» TRY IT:
Every line from the start of the listing below through the line that contains "rough mask: <svg" is to be reproduced word for word.

» SOURCE RECORDS:
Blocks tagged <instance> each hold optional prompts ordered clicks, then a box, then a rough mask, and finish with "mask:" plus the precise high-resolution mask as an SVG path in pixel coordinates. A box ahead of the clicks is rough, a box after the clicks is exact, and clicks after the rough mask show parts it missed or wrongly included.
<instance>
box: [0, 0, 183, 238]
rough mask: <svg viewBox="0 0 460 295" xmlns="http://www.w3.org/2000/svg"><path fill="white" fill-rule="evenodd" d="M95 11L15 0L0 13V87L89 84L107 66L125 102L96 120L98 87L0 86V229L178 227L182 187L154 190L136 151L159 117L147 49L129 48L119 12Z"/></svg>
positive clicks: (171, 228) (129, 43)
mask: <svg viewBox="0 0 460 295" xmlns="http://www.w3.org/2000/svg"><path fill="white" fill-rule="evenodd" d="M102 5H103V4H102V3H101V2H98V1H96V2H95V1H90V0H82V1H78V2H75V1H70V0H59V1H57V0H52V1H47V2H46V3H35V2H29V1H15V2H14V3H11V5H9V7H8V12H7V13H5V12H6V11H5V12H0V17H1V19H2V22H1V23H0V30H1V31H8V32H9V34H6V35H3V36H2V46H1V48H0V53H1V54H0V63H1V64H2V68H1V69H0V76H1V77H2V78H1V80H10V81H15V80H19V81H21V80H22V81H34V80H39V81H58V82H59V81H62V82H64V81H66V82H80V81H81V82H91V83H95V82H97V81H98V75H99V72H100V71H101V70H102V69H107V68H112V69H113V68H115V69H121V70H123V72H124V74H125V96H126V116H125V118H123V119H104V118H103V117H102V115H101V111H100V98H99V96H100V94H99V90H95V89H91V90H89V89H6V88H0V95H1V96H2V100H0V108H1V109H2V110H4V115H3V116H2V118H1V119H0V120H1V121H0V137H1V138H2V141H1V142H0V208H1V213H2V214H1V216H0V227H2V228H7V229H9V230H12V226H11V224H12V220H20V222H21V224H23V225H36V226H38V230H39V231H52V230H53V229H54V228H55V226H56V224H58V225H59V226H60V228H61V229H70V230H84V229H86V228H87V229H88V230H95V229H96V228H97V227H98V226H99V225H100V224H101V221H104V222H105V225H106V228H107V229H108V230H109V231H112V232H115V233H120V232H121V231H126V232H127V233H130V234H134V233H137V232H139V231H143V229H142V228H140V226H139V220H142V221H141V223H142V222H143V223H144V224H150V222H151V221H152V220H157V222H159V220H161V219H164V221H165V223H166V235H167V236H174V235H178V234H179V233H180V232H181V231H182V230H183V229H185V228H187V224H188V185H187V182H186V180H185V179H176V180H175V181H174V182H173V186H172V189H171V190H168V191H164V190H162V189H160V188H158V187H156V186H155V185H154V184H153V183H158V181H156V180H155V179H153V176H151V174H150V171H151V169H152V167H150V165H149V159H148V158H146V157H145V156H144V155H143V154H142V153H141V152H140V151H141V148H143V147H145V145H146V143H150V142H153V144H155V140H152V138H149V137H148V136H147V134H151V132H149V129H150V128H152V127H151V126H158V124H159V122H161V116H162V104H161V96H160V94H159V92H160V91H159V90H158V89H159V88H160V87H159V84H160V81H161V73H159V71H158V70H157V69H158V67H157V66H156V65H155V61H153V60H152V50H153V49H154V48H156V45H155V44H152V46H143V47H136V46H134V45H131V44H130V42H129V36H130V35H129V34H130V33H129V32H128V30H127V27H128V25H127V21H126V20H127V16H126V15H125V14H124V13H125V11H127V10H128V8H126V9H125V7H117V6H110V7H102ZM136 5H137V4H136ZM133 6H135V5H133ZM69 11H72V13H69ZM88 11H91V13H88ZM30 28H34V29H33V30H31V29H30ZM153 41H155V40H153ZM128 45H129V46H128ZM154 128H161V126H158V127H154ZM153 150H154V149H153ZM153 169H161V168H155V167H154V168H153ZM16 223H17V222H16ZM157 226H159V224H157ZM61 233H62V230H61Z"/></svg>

» RESULT:
Blocks tagged <instance> each hold optional prompts ordered clicks, then a box, then a rough mask, and finish with "mask:" plus the precise high-resolution mask as an SVG path in pixel coordinates. A box ahead of the clicks is rough, a box after the clicks is exact, and clicks after the rough mask show parts it missed or wrongly included.
<instance>
box: [0, 0, 183, 238]
rough mask: <svg viewBox="0 0 460 295" xmlns="http://www.w3.org/2000/svg"><path fill="white" fill-rule="evenodd" d="M95 11L15 0L0 13V87L89 84L107 66L125 102L96 120L98 87L0 86V229L178 227L182 187L154 190L136 151L159 117L147 49L129 48L119 12Z"/></svg>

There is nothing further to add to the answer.